TASK DETAILS: Repeat the records below exactly as they appear.

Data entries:
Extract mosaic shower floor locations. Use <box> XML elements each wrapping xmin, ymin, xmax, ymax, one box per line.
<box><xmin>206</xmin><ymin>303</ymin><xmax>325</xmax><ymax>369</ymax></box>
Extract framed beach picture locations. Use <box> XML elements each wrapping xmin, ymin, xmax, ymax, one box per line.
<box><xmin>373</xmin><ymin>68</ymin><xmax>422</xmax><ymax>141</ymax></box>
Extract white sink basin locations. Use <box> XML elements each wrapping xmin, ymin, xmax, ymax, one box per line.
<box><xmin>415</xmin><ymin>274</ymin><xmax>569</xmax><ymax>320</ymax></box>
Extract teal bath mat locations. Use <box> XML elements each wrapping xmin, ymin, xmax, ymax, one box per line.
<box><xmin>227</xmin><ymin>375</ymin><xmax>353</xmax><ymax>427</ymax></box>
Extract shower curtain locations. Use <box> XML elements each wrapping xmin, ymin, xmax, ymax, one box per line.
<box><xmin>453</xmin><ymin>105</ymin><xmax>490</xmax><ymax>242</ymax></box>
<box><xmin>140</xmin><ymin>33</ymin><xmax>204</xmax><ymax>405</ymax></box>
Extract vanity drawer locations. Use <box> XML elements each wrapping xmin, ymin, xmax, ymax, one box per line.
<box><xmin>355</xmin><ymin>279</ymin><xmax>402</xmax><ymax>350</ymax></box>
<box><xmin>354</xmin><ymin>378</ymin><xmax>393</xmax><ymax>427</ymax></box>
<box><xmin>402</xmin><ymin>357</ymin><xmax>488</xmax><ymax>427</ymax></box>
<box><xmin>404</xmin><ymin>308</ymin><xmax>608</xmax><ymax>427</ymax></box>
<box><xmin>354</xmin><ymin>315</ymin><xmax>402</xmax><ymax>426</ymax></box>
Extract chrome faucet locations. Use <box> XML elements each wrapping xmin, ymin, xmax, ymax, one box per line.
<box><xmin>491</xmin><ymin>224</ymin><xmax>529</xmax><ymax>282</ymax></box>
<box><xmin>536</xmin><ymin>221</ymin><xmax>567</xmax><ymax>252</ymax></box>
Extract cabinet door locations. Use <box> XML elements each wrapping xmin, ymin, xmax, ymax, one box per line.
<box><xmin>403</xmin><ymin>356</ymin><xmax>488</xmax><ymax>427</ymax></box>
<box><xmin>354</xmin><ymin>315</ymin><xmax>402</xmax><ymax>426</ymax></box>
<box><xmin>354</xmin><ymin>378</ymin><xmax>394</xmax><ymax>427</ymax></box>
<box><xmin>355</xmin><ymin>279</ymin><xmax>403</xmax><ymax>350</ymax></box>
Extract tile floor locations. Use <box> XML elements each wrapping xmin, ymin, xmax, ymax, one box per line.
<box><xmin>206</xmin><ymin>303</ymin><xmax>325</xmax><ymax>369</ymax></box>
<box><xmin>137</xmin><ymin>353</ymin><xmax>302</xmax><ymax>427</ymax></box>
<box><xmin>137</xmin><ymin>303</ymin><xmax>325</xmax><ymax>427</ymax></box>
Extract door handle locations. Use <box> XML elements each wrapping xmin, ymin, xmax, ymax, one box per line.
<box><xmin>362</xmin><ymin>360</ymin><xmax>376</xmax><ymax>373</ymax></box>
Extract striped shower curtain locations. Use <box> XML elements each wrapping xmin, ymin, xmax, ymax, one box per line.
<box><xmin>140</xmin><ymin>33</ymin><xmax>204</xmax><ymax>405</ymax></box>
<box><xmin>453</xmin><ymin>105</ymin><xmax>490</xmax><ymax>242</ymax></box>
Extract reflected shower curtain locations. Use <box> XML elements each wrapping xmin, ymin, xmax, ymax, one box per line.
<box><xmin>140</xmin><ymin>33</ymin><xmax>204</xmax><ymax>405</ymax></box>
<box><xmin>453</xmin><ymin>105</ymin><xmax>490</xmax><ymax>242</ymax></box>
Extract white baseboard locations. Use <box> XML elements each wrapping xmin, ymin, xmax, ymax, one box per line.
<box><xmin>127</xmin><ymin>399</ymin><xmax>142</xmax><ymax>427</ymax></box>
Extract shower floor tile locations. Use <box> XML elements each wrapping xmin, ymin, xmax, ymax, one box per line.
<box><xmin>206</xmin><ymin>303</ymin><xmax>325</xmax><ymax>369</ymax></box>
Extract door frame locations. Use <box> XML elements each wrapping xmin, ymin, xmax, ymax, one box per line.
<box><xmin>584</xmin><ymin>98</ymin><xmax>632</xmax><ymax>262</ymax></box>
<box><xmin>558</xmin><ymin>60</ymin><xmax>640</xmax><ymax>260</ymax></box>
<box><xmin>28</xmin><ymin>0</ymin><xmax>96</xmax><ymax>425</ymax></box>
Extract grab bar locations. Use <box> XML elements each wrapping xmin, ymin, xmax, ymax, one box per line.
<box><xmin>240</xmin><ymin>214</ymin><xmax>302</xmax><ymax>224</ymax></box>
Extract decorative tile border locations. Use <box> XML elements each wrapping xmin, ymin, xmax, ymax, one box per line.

CORRECT RESPONSE:
Extract mosaic shower floor locations. Use <box> XML elements each wrapping xmin, ymin, xmax, ymax, one box per line.
<box><xmin>206</xmin><ymin>303</ymin><xmax>325</xmax><ymax>369</ymax></box>
Extract framed beach picture locations. Use <box> XML elements each wrapping xmin, ymin, xmax, ymax, one box per line.
<box><xmin>373</xmin><ymin>68</ymin><xmax>422</xmax><ymax>141</ymax></box>
Extract white sink basin locations. Use <box> XML elements each wrapping xmin, ymin, xmax, ymax, one box per line.
<box><xmin>415</xmin><ymin>274</ymin><xmax>569</xmax><ymax>320</ymax></box>
Extract teal bath mat locations. Use <box> XML elements each wrapping xmin, ymin, xmax, ymax, one box per line.
<box><xmin>227</xmin><ymin>375</ymin><xmax>353</xmax><ymax>427</ymax></box>
Extract shower curtain locations. Use <box> XML elements each wrapping xmin, ymin, xmax, ymax, one box per line.
<box><xmin>453</xmin><ymin>105</ymin><xmax>490</xmax><ymax>242</ymax></box>
<box><xmin>140</xmin><ymin>33</ymin><xmax>204</xmax><ymax>405</ymax></box>
Extract vanity drawer locations. Use <box> XML elements each wrapping xmin, ymin, xmax, ymax, one box per line.
<box><xmin>355</xmin><ymin>279</ymin><xmax>402</xmax><ymax>350</ymax></box>
<box><xmin>354</xmin><ymin>378</ymin><xmax>393</xmax><ymax>427</ymax></box>
<box><xmin>402</xmin><ymin>357</ymin><xmax>488</xmax><ymax>427</ymax></box>
<box><xmin>404</xmin><ymin>308</ymin><xmax>608</xmax><ymax>427</ymax></box>
<box><xmin>354</xmin><ymin>315</ymin><xmax>402</xmax><ymax>426</ymax></box>
Extract chrome faucet locations. Use <box> XML elements each wrapping xmin, ymin, xmax, ymax, one box per line.
<box><xmin>491</xmin><ymin>224</ymin><xmax>529</xmax><ymax>282</ymax></box>
<box><xmin>536</xmin><ymin>221</ymin><xmax>567</xmax><ymax>252</ymax></box>
Extract cabinet door locations. Use <box> XML elements each wrapping xmin, ymin, xmax, ymax, one box per line.
<box><xmin>403</xmin><ymin>356</ymin><xmax>488</xmax><ymax>427</ymax></box>
<box><xmin>354</xmin><ymin>315</ymin><xmax>402</xmax><ymax>426</ymax></box>
<box><xmin>354</xmin><ymin>378</ymin><xmax>394</xmax><ymax>427</ymax></box>
<box><xmin>355</xmin><ymin>279</ymin><xmax>403</xmax><ymax>350</ymax></box>
Extract tile floor locations. Use <box> XML elements each wrapping xmin, ymin, xmax, ymax, one box per line.
<box><xmin>206</xmin><ymin>303</ymin><xmax>325</xmax><ymax>369</ymax></box>
<box><xmin>137</xmin><ymin>353</ymin><xmax>302</xmax><ymax>427</ymax></box>
<box><xmin>137</xmin><ymin>303</ymin><xmax>325</xmax><ymax>427</ymax></box>
Extract door handle locations. Use <box> XML elements each wrapping xmin, ymin, xmax, ymax, one box per line.
<box><xmin>362</xmin><ymin>360</ymin><xmax>376</xmax><ymax>373</ymax></box>
Extract striped shower curtain locations. Use <box> XML elements each wrapping xmin, ymin, xmax, ymax, one box per line.
<box><xmin>140</xmin><ymin>33</ymin><xmax>204</xmax><ymax>405</ymax></box>
<box><xmin>453</xmin><ymin>105</ymin><xmax>490</xmax><ymax>242</ymax></box>
Extract reflected shower curtain locations. Use <box> XML elements each wrapping xmin, ymin, xmax, ymax, one box per line.
<box><xmin>140</xmin><ymin>33</ymin><xmax>204</xmax><ymax>405</ymax></box>
<box><xmin>453</xmin><ymin>105</ymin><xmax>490</xmax><ymax>242</ymax></box>
Extract white baseboard locations. Use <box> XML elements each wrapping xmin, ymin, xmax, ymax, one box per line.
<box><xmin>127</xmin><ymin>399</ymin><xmax>142</xmax><ymax>427</ymax></box>
Extract shower floor tile locations. Use <box> XML elements each wrapping xmin, ymin, xmax, ymax, one box per line.
<box><xmin>206</xmin><ymin>303</ymin><xmax>325</xmax><ymax>369</ymax></box>
Extract door frame locations. Use <box> XML elements each wrapping xmin, ymin, xmax, ymax, one box per line.
<box><xmin>584</xmin><ymin>98</ymin><xmax>632</xmax><ymax>262</ymax></box>
<box><xmin>558</xmin><ymin>60</ymin><xmax>640</xmax><ymax>260</ymax></box>
<box><xmin>28</xmin><ymin>0</ymin><xmax>96</xmax><ymax>425</ymax></box>
Extract grab bar locations. Use <box> XML elements each wrapping xmin, ymin, xmax, ymax, one box per line.
<box><xmin>240</xmin><ymin>214</ymin><xmax>302</xmax><ymax>224</ymax></box>
Extract decorative tile border locations. Use <box> XML elements each wrapping xmin, ymin, xmax, ymax, one box per line.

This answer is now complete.